> [Verilen metin]:
■ ■ ■ ■ ■

E-POSTA: alperen_polat@mynet.com Medyanın çivisi çıktı, kimin eli kimin cebinde belli değil. Eski dostlar düşman, eski düşmanlar can dostu olmuş. Medya patronluğuyla, banka patronluğunu özdeşleştiren patronlar; Aydın Doğan, Dinç Bilgin, Mehmet Emin Karamehmet cephelerinde yoğun bir savaş havası hakim. Diğer bir patron Cem Uzan'ı şimdilik ayrı tutuyorum. Çünkü o, şu anda kendisine biçilen "light milliyetçilik" misyonunun altyapı çalışmalarıyla meşgul. ("Cem Uzan ve light milliyetçilik" başlıklı uzun bir yazım önümüzdeki dönemlerde yayınlanacak)
Bu patronların ortak özelliği, Türkiye'de medyayı kullanarak, ticari rantlarını temin etmek ve heybelerini doldurmak. Ve içten içe birbirlerinin kuyularını kazmak. Bu son özellik son zamanlar iyice su yüzüne çıktı. Birinin hortumladığı banka fona devredilince diğerleri dört koldan saldırıyor. Çünkü bir noktadan sonra çıkarları çakışıyor ve birbirlerini yemek zorunda kalıyorlar. Çıkarları çakışmasa herşey sütliman, kardeş kardeş hortumlayıp idare edecekler!
Tercüman kavgaları başladı
Bütün bunlar bilenmeyen şeyler değil. Ama son günlerde Tercüman gazetelerinin piyasaya çıkmasıyla iyice alevlenen bir kavga var ki, sormayın. Bu kavgayla su yüzüne çıkan kirli ilişkiler, kirli hesaplar ve birbirine geçmiş çıkar bağları gerçekten tiksindirici bir boyutta. Şimdi bunlardan birkaç örnek verelim, kimin eli kimin cebinde siz karar verin:
Aydın Doğan ile Dinç Bilgin arasındaki kavga uzun bir geçmişe sahip. Hürriyet ve Sabah gazetelerinin ansiklopediden başlayıp tencerede de nihayetlenmeyen promosyon kavgasını hatırlarsınız. Daha sonra işin içine batan bankalar girince Aydın Doğan Dinç Bilgin'i hayli hırpalamıştı. Hele bir de Bilgin cezaevine girince Doğan zevkten dört köşe olmuştu. Son olarak, Sabah gazetesinden ayrılan gazetecileri destekleyen Aydın Doğan, Vatan Gazetesinin çıkmasında öncülük etmişti. Bu gazeteye her türlü desteği vermiş, hiçbir fedakarlıktan çekinmemişti. Ne de olsa, eski dostunun(!) gazetesinden ayrılmışlardı. Bilgin bunun altında kalır mı, O da, eskiden Aydın Doğan'ın gazetelerinden kovulan gazetecileri destekleyerek, gazete Habertürk'ün çıkmasına önayak oldu. Gazetesinin eski promosyon kitaplarını bu gazetenin kullanımına sundu.

■ ■ ■ ■ ■

> [Alıştırma verileri]:
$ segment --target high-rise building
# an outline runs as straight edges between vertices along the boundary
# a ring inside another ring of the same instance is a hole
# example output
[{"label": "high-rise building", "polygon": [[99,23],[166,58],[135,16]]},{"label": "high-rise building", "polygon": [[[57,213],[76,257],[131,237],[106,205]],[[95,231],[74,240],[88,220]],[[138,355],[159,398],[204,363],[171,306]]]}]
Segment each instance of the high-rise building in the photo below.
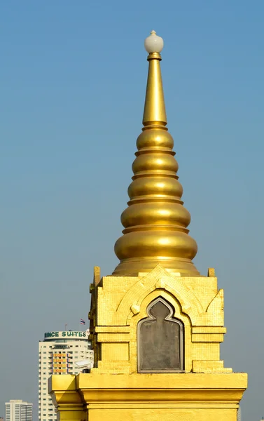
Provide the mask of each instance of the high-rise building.
[{"label": "high-rise building", "polygon": [[93,363],[93,351],[88,342],[89,330],[47,332],[39,345],[39,420],[56,420],[55,408],[48,392],[48,379],[53,375],[78,374],[76,362]]},{"label": "high-rise building", "polygon": [[6,421],[32,421],[32,406],[22,399],[6,402]]}]

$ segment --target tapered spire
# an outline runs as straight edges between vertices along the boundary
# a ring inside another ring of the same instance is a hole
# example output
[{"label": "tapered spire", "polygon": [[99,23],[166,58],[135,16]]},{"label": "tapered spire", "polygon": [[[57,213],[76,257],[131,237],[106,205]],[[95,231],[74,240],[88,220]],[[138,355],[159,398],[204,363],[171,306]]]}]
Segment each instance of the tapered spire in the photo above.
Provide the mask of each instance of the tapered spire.
[{"label": "tapered spire", "polygon": [[183,206],[174,142],[165,127],[160,66],[163,40],[152,31],[145,48],[149,65],[144,128],[137,140],[130,200],[121,215],[125,229],[115,245],[120,262],[113,274],[138,276],[160,264],[181,276],[199,276],[192,262],[197,244],[187,229],[190,215]]}]

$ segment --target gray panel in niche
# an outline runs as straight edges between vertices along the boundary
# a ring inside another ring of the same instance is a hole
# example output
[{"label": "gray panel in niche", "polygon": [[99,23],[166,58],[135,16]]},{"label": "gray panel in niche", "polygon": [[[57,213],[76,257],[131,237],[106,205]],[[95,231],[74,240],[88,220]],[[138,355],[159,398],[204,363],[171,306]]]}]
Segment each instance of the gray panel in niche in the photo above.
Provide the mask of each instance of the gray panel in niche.
[{"label": "gray panel in niche", "polygon": [[174,309],[159,297],[137,325],[139,373],[176,373],[183,370],[183,324],[172,317]]}]

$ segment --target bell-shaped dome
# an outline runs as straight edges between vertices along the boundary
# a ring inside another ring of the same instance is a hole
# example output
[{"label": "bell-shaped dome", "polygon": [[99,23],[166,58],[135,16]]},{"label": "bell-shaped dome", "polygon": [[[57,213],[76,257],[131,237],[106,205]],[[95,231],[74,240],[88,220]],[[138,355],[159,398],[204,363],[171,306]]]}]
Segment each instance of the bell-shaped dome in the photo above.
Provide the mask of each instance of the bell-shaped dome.
[{"label": "bell-shaped dome", "polygon": [[[148,49],[157,45],[160,51],[162,39],[158,42],[151,36],[157,38],[153,32],[146,41]],[[130,200],[121,215],[125,229],[115,245],[120,262],[113,275],[137,276],[158,264],[181,276],[200,275],[192,262],[197,247],[188,235],[190,215],[181,201],[173,138],[166,128],[160,60],[159,52],[148,57],[144,128],[137,140]]]}]

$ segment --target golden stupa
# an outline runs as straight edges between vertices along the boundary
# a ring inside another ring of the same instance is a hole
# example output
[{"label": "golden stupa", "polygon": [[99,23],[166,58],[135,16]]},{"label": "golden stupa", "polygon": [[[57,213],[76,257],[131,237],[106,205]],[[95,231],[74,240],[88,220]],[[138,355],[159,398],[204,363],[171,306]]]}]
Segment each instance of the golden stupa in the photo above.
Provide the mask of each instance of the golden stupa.
[{"label": "golden stupa", "polygon": [[145,41],[149,69],[137,141],[120,262],[101,279],[95,267],[88,373],[53,375],[49,392],[60,421],[236,421],[247,386],[220,359],[223,291],[214,269],[201,276],[197,245],[167,118],[160,73],[163,41]]}]

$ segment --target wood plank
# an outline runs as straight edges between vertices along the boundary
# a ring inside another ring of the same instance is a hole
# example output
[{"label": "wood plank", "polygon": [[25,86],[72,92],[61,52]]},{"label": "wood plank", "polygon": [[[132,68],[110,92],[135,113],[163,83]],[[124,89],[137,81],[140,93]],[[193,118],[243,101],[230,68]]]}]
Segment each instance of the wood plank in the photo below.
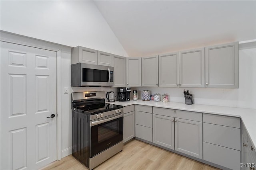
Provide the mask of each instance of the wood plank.
[{"label": "wood plank", "polygon": [[[88,170],[72,155],[55,161],[43,170]],[[126,143],[122,152],[94,170],[218,170],[178,154],[137,140]]]}]

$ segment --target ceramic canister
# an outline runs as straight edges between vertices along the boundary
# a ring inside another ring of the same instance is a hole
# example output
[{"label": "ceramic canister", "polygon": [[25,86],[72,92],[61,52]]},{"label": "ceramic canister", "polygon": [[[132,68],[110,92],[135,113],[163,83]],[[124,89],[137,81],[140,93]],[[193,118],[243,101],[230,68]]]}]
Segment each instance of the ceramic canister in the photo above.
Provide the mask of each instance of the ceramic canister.
[{"label": "ceramic canister", "polygon": [[144,90],[142,92],[142,100],[150,100],[150,96],[149,90]]}]

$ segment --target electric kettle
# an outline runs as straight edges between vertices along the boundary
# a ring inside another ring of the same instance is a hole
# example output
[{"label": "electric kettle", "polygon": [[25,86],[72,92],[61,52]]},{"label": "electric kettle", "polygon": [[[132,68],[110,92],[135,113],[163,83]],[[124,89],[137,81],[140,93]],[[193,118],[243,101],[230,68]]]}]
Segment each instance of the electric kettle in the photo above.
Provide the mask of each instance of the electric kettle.
[{"label": "electric kettle", "polygon": [[115,94],[114,92],[107,92],[106,97],[108,100],[108,102],[115,102]]}]

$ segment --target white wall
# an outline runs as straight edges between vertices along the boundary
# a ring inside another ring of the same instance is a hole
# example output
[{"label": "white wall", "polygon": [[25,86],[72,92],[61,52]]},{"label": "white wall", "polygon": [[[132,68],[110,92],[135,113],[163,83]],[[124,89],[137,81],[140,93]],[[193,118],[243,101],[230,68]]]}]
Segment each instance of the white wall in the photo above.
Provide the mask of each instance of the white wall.
[{"label": "white wall", "polygon": [[72,47],[128,57],[89,1],[0,1],[2,30]]},{"label": "white wall", "polygon": [[183,92],[185,89],[193,94],[196,104],[255,109],[255,42],[239,44],[239,88],[139,87],[132,90],[138,90],[140,98],[142,90],[149,90],[150,94],[167,93],[170,101],[184,103]]}]

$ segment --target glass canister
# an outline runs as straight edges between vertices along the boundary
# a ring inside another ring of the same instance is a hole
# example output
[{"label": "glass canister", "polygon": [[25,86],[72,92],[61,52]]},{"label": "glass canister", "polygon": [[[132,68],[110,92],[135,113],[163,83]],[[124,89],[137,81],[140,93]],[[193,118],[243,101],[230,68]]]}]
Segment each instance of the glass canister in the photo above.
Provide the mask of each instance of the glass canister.
[{"label": "glass canister", "polygon": [[162,102],[169,102],[169,95],[167,93],[165,93],[162,95]]},{"label": "glass canister", "polygon": [[159,102],[161,99],[161,95],[157,93],[154,95],[154,101],[155,102]]},{"label": "glass canister", "polygon": [[150,96],[149,90],[143,90],[142,92],[142,100],[148,101],[150,100]]}]

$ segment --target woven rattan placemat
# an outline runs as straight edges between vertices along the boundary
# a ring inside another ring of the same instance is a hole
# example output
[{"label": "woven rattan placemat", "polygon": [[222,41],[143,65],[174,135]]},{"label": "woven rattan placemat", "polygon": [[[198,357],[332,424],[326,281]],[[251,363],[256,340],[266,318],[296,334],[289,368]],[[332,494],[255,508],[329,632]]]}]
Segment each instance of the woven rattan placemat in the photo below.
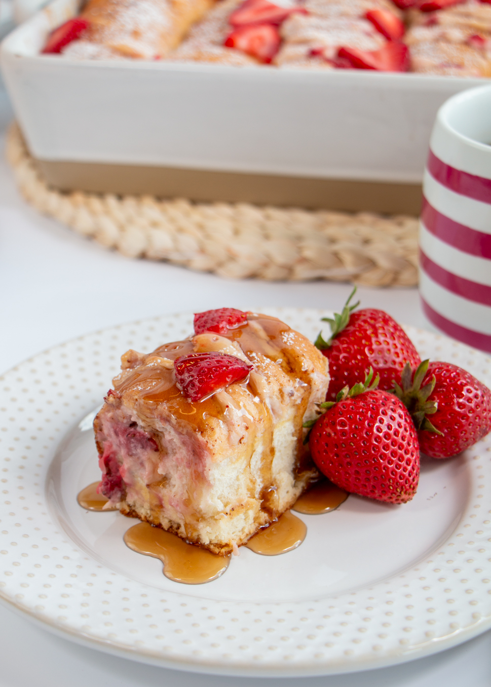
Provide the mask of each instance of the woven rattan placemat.
[{"label": "woven rattan placemat", "polygon": [[418,283],[414,217],[64,193],[44,181],[16,124],[8,133],[7,157],[28,203],[128,257],[235,278]]}]

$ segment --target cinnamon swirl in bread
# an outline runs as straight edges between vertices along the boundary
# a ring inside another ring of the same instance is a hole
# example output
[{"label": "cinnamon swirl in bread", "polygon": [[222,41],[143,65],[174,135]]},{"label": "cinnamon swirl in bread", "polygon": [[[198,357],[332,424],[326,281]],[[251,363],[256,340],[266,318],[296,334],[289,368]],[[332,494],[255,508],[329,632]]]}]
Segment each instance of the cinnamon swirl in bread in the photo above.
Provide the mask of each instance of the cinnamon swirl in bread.
[{"label": "cinnamon swirl in bread", "polygon": [[100,488],[122,513],[225,554],[317,478],[302,425],[327,359],[279,319],[201,313],[193,336],[122,361],[94,429]]}]

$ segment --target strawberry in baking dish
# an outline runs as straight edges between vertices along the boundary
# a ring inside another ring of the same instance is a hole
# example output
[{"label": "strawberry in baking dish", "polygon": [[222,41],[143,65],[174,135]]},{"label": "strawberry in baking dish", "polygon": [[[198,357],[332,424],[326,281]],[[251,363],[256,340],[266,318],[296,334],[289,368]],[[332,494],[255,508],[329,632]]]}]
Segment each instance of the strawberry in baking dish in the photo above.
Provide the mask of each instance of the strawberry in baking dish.
[{"label": "strawberry in baking dish", "polygon": [[62,49],[72,41],[80,38],[84,32],[89,28],[89,22],[80,16],[69,19],[49,34],[43,52],[45,54],[61,52]]}]

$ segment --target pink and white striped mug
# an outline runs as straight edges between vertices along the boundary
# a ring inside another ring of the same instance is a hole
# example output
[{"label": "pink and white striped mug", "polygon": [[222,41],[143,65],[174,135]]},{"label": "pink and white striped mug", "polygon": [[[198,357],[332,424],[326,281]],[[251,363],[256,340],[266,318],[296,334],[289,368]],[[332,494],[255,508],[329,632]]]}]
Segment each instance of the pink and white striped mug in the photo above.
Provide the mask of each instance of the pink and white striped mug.
[{"label": "pink and white striped mug", "polygon": [[420,229],[426,317],[491,352],[491,87],[440,108],[430,139]]}]

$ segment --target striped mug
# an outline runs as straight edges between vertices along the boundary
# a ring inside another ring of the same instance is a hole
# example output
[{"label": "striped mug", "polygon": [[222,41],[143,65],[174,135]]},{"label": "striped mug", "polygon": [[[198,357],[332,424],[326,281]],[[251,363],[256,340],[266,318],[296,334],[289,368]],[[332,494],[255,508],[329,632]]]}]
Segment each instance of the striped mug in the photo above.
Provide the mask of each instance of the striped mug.
[{"label": "striped mug", "polygon": [[420,228],[420,293],[445,333],[491,352],[491,87],[440,108]]}]

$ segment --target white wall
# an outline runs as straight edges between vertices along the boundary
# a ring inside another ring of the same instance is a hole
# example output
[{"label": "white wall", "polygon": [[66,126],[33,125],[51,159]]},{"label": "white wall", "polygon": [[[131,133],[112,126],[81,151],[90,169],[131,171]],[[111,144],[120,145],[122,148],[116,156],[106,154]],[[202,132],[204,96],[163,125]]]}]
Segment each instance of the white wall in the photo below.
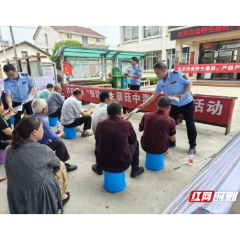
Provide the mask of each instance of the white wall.
[{"label": "white wall", "polygon": [[[46,43],[45,34],[47,34],[48,46]],[[55,43],[59,41],[60,33],[58,33],[58,31],[56,31],[50,25],[41,25],[40,31],[38,32],[38,35],[35,40],[35,46],[41,48],[44,51],[49,49],[49,54],[52,54]]]},{"label": "white wall", "polygon": [[[18,58],[22,58],[22,53],[21,53],[22,51],[27,51],[28,56],[31,56],[31,55],[36,56],[37,53],[40,53],[41,56],[46,56],[46,58],[41,59],[42,62],[51,62],[48,55],[38,51],[36,48],[33,48],[32,46],[29,46],[27,44],[22,44],[22,45],[16,46],[16,51],[17,51]],[[13,48],[6,50],[6,55],[7,55],[7,59],[13,60],[13,57],[15,57]],[[36,58],[34,58],[34,60],[36,60]],[[3,78],[6,78],[7,76],[3,72],[3,66],[6,64],[6,62],[3,62],[3,61],[5,61],[5,57],[4,57],[4,53],[1,52],[0,53],[0,65],[1,65],[1,70],[3,73]]]}]

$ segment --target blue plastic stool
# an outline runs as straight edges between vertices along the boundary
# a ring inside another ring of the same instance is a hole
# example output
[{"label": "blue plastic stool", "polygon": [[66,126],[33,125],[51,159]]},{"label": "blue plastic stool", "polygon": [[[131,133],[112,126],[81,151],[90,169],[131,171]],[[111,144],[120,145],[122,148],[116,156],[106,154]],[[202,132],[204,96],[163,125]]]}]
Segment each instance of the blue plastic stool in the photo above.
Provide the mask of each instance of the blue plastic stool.
[{"label": "blue plastic stool", "polygon": [[15,119],[14,116],[10,117],[10,123],[11,124],[14,124],[14,119]]},{"label": "blue plastic stool", "polygon": [[146,153],[145,167],[151,171],[164,169],[163,154]]},{"label": "blue plastic stool", "polygon": [[75,128],[65,128],[63,127],[63,131],[65,132],[64,139],[73,139],[77,137]]},{"label": "blue plastic stool", "polygon": [[125,172],[122,173],[109,173],[104,172],[103,187],[107,192],[117,193],[126,188]]},{"label": "blue plastic stool", "polygon": [[58,117],[48,117],[48,122],[50,127],[56,127],[57,126],[57,122],[58,122]]}]

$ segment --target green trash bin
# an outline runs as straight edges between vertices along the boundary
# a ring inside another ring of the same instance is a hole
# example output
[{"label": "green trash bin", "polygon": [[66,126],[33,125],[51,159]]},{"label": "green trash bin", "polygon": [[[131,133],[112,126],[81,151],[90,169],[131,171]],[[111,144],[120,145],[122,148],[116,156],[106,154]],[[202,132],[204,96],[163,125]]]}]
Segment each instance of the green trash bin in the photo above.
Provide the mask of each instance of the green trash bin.
[{"label": "green trash bin", "polygon": [[113,84],[113,88],[127,89],[126,76],[122,75],[119,68],[117,67],[113,68],[112,84]]}]

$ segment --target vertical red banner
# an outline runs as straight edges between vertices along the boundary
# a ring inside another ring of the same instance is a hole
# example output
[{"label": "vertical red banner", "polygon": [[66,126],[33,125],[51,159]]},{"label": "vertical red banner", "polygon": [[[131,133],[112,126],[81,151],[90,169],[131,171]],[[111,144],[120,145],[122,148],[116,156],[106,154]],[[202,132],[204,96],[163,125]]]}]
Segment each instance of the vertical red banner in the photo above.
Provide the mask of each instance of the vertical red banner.
[{"label": "vertical red banner", "polygon": [[[190,64],[193,65],[194,64],[194,55],[195,55],[195,52],[191,52],[190,53]],[[189,73],[189,77],[192,77],[193,76],[193,73]]]}]

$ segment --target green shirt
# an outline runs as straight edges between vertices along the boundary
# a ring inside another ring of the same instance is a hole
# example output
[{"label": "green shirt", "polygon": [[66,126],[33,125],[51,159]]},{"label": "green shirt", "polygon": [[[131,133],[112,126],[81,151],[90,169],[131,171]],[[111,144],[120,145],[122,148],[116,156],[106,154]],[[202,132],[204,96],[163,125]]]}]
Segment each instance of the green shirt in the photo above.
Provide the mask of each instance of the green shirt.
[{"label": "green shirt", "polygon": [[44,89],[40,92],[38,95],[39,98],[43,98],[45,101],[47,101],[48,95],[50,94],[50,91],[48,89]]}]

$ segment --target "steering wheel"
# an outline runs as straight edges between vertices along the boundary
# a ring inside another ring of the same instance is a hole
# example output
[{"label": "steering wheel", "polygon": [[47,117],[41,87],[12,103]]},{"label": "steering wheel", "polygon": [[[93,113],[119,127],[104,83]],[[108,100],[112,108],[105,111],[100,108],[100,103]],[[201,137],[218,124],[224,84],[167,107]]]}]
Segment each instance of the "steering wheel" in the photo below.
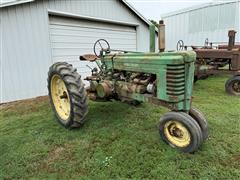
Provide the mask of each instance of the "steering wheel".
[{"label": "steering wheel", "polygon": [[110,45],[105,39],[99,39],[94,43],[93,46],[94,54],[100,58],[103,55],[103,52],[110,52]]},{"label": "steering wheel", "polygon": [[177,51],[182,51],[183,48],[184,48],[184,42],[183,42],[183,40],[179,40],[177,42]]},{"label": "steering wheel", "polygon": [[208,46],[208,44],[209,44],[209,41],[208,41],[208,38],[206,38],[204,42],[204,46]]}]

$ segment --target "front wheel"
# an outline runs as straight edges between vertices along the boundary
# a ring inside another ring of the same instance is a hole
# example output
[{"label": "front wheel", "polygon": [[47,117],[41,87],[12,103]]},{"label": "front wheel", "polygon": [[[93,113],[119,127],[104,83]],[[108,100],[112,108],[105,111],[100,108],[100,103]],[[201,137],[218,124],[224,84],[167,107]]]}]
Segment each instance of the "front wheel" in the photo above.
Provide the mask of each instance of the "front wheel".
[{"label": "front wheel", "polygon": [[240,76],[233,76],[228,79],[225,90],[230,95],[240,96]]},{"label": "front wheel", "polygon": [[201,128],[186,113],[166,113],[160,119],[159,132],[167,144],[186,153],[196,151],[203,142]]},{"label": "front wheel", "polygon": [[48,72],[48,91],[58,122],[66,128],[79,127],[88,112],[86,92],[80,75],[72,65],[59,62]]}]

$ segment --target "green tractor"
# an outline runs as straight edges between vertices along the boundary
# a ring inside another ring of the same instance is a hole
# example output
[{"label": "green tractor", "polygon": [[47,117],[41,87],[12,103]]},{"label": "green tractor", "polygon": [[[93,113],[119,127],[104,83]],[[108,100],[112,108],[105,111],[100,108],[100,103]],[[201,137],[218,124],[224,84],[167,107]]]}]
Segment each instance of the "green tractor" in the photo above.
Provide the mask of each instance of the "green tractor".
[{"label": "green tractor", "polygon": [[[159,47],[163,51],[161,30]],[[155,32],[151,31],[151,37]],[[66,62],[55,63],[48,74],[50,102],[57,120],[66,128],[84,124],[87,100],[118,100],[133,105],[151,102],[171,110],[160,118],[161,138],[182,152],[196,151],[208,137],[208,124],[202,113],[191,107],[194,80],[193,51],[149,53],[113,50],[106,40],[94,44],[95,55],[80,56],[95,62],[91,76],[81,76]],[[99,46],[99,51],[97,51]]]}]

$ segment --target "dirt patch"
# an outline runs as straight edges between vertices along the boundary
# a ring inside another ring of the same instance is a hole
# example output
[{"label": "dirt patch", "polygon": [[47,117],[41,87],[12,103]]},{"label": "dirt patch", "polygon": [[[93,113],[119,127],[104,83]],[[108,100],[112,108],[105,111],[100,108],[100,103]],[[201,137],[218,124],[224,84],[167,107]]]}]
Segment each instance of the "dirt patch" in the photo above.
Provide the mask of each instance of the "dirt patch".
[{"label": "dirt patch", "polygon": [[48,96],[41,96],[34,99],[1,104],[0,110],[1,112],[17,112],[22,114],[24,112],[37,111],[39,106],[47,104],[48,102]]}]

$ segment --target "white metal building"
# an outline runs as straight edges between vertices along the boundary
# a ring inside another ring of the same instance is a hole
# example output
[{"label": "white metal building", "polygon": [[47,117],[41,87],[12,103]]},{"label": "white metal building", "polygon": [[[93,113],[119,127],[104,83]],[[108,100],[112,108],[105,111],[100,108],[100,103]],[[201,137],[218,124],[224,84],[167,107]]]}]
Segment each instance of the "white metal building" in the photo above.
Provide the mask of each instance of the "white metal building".
[{"label": "white metal building", "polygon": [[178,40],[185,45],[203,46],[209,42],[227,42],[228,30],[238,31],[240,42],[240,1],[213,1],[162,16],[166,24],[166,49],[176,50]]},{"label": "white metal building", "polygon": [[47,72],[67,61],[85,77],[79,55],[99,38],[112,48],[149,50],[150,22],[124,0],[15,0],[0,5],[1,103],[47,94]]}]

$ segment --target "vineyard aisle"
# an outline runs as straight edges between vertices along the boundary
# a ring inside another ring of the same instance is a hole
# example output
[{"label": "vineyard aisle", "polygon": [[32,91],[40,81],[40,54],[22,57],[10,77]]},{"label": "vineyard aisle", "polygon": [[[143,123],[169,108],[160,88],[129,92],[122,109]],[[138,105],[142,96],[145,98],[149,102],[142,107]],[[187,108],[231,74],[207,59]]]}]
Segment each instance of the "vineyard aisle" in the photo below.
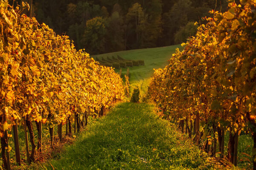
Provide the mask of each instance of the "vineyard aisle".
[{"label": "vineyard aisle", "polygon": [[[75,144],[44,169],[210,169],[205,153],[154,106],[122,103],[89,125]],[[208,167],[207,167],[208,166]]]}]

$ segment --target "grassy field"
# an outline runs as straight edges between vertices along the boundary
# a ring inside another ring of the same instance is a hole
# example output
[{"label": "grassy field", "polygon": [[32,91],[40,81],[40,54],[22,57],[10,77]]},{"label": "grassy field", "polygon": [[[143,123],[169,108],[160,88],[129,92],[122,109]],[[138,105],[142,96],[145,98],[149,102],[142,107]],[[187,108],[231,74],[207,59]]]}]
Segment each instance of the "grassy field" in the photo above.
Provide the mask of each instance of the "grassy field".
[{"label": "grassy field", "polygon": [[211,169],[207,154],[154,109],[148,104],[119,104],[89,125],[58,160],[36,169]]},{"label": "grassy field", "polygon": [[[154,73],[153,68],[163,68],[168,64],[168,60],[175,53],[176,48],[180,48],[180,45],[169,46],[152,48],[140,49],[126,51],[116,52],[93,56],[93,57],[101,59],[102,57],[112,57],[119,55],[126,60],[143,60],[145,63],[144,66],[134,66],[129,68],[130,75],[130,82],[131,91],[134,88],[138,85],[141,88],[143,94],[146,91],[149,83],[150,76]],[[116,70],[119,73],[119,70]],[[126,69],[122,69],[122,75],[126,74]]]}]

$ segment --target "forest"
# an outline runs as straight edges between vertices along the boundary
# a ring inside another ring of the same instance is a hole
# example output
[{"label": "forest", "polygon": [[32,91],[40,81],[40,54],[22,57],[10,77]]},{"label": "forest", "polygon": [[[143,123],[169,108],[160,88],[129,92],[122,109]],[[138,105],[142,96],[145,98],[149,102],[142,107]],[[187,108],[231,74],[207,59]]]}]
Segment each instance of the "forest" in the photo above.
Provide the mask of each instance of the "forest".
[{"label": "forest", "polygon": [[[14,6],[20,0],[10,1]],[[238,1],[237,3],[239,3]],[[27,0],[31,14],[91,54],[180,44],[226,0]],[[195,25],[195,22],[198,25]]]}]

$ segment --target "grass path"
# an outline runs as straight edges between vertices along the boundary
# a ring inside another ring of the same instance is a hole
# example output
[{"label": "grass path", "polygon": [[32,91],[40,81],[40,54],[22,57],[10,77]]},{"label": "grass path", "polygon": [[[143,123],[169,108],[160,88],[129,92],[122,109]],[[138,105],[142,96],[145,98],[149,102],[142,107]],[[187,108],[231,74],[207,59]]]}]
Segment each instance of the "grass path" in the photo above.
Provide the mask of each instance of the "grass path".
[{"label": "grass path", "polygon": [[118,105],[50,164],[55,170],[209,169],[206,154],[154,109],[145,103]]}]

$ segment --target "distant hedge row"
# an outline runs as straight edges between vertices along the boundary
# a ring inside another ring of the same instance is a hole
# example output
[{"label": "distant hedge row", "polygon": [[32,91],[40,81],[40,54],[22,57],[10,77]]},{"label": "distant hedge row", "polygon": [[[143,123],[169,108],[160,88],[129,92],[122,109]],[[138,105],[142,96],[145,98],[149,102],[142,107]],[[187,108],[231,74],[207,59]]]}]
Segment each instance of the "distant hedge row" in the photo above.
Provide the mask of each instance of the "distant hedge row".
[{"label": "distant hedge row", "polygon": [[115,68],[126,68],[127,67],[132,67],[134,66],[139,66],[144,65],[143,60],[129,60],[124,59],[117,55],[116,57],[112,56],[111,57],[107,57],[106,58],[102,57],[99,59],[96,57],[95,60],[102,65],[112,67]]}]

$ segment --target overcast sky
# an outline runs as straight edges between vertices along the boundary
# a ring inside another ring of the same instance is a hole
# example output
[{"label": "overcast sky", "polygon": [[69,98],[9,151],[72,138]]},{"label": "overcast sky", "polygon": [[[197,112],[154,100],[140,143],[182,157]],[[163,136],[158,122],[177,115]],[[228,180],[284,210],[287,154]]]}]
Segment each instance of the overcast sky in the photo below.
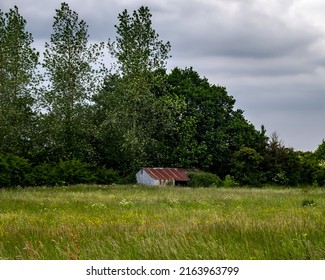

■ ■ ■ ■ ■

> [Yapılacak işler]:
**1)** Kayıtlarda "--target tapered spire" geçen satırdan "Provide the mask of each instance of the tapered" geçen satıra kadar, iki satır da dahil, olan kısmı "tapered spire" yerine "slender spire" yazarak düzenleyin. Başka hiçbir şeyi değiştirmeyin.
**2)** Lütfen medya patronları arasındaki kavgaları anlatan yazıyı kaldığı yerden devam ettirin.

> [Alıştırmanın cevapları]:
**1)**
$ segment --target slender spire
# an outline runs as straight edges between vertices along the boundary
# a ring inside another ring of the same instance is a hole
# example output
[{"label": "slender spire", "polygon": [[99,23],[166,58],[135,16]]},{"label": "slender spire", "polygon": [[[57,213],[76,257],[131,237],[106,205]],[[95,231],[74,240],[88,220]],[[138,355],[159,398],[204,363],[171,306]]]}]
Segment each instance of the slender spire in the photo above.
Provide the mask of each instance of the slender spire.

**2)**
Karamehmet de kavgaya girdi
Sonra sahneye Çukurova holding patronu Mehmet Emin Karamehmet çıktı. O da Pamukbank'ını fona kaptırmıştı. Önce AKP'yle seçim öncesi temasa geçti, seçim sonrası bankasını kurtarttı. Bunu hazmedemeyen Doğan ve Bilgin, kılıçlarını Karamehmet'e çektiler. Karamehmet'in Akşam gazetesiyle Doğan'ın gazeteleri arasında büyük bir kavga başladı. Batık banka muhabbetini ağızlarına sakız ettiler, sanki o bankaları kendileri hortumlamamış gibi. Olayın evveliyatında Doğan'ın silahtarlarından Tuncay Özkan, büyük paralar karşılığında Karamehmet saflarına geçmişti. Önce Doğan için Karamehmet'e saldırırken, şimdilerde Karamehmet için Doğan'a saldırıyor.
Ilıcaklar yeniden sahnede
Bir süredir sessizliğini koruyan Nazlı Ilıcak öncülüğündeki Ilıcak ailesi de, bu sessizliğini AKP iktidarıyla birlikte bozdu ve onlar da sahneye çıktı. Doğan'ın eski düşmanı Ilıcaklar, şimdilerde Doğan'la sıcak ilişkiler dönemine girdi. Ilıcaklar'ın Akşam'ıyla Doğan'ın tutuştuğu kavga daha hafızalarımızda tazeliğini koruyor. Nazlı Ilıcak'ın eşi AKP milletvekili Emin Şirin Sabah Gazetesi patronu Dinç Bilgin'in batık bankası Etibank'la ilgili Meclis'te soru sormaya kalkınca Doğan, Ilıcak ailesiyle yakın ve sıcak temasa geçti. Şu aralar aralarından su sızmıyor.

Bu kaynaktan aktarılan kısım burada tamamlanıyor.